§ **THE EXERCISE**
Rewrite every line of the entries below as a JSON list of strings, one string per line, skipping blank lines. Leave the pictures out.

----- DATASET EXTRACT -----

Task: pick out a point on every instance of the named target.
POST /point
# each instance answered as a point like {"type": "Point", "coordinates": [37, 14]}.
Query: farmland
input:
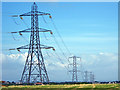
{"type": "Point", "coordinates": [65, 86]}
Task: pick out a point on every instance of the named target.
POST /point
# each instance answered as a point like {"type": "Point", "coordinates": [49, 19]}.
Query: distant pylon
{"type": "Point", "coordinates": [74, 66]}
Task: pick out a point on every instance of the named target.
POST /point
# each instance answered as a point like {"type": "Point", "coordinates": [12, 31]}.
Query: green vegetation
{"type": "Point", "coordinates": [65, 86]}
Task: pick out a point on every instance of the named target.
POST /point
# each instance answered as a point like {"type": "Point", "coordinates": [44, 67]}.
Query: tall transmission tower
{"type": "Point", "coordinates": [91, 77]}
{"type": "Point", "coordinates": [86, 76]}
{"type": "Point", "coordinates": [34, 69]}
{"type": "Point", "coordinates": [74, 66]}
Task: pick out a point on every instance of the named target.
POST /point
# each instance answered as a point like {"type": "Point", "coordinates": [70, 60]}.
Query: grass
{"type": "Point", "coordinates": [65, 86]}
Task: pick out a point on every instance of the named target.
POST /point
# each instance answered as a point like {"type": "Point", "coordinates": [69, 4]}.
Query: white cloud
{"type": "Point", "coordinates": [102, 64]}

-----

§ **EXERCISE RESULT**
[
  "Task: pick out a point on every instance of the named target.",
  "POST /point",
  "# each instance answered as a point like {\"type\": \"Point\", \"coordinates\": [37, 14]}.",
  "Query: farmland",
  "input:",
  "{\"type\": \"Point\", \"coordinates\": [65, 86]}",
  "Task: pick out a point on every instance of the named target.",
  "POST /point",
  "# each instance answered as a point like {\"type\": \"Point\", \"coordinates\": [49, 19]}.",
  "Query: distant pylon",
  "{\"type\": \"Point\", \"coordinates\": [74, 66]}",
  "Task: pick out a point on every instance of the named target.",
  "POST /point",
  "# each instance answered as a point like {\"type\": \"Point\", \"coordinates\": [12, 31]}.",
  "Query: green vegetation",
  "{\"type\": \"Point\", \"coordinates\": [65, 86]}",
  "Task: pick out a point on every instance of the named target.",
  "POST /point",
  "# each instance answered as a point like {\"type\": \"Point\", \"coordinates\": [44, 67]}.",
  "Query: tall transmission tower",
  "{\"type\": \"Point\", \"coordinates\": [91, 77]}",
  "{\"type\": \"Point\", \"coordinates\": [86, 76]}",
  "{\"type\": \"Point\", \"coordinates\": [34, 69]}",
  "{\"type\": \"Point\", \"coordinates\": [74, 66]}",
  "Task: pick out a point on every instance of the named target.",
  "POST /point",
  "# each instance answered as a point like {\"type\": \"Point\", \"coordinates\": [70, 60]}.",
  "Query: grass",
  "{\"type\": \"Point\", \"coordinates\": [65, 86]}",
  "Task: pick out a point on every instance of the named target.",
  "POST /point",
  "# each instance answered as a point like {\"type\": \"Point\", \"coordinates\": [69, 4]}.",
  "Query: white cloud",
  "{\"type\": \"Point\", \"coordinates\": [102, 64]}"
]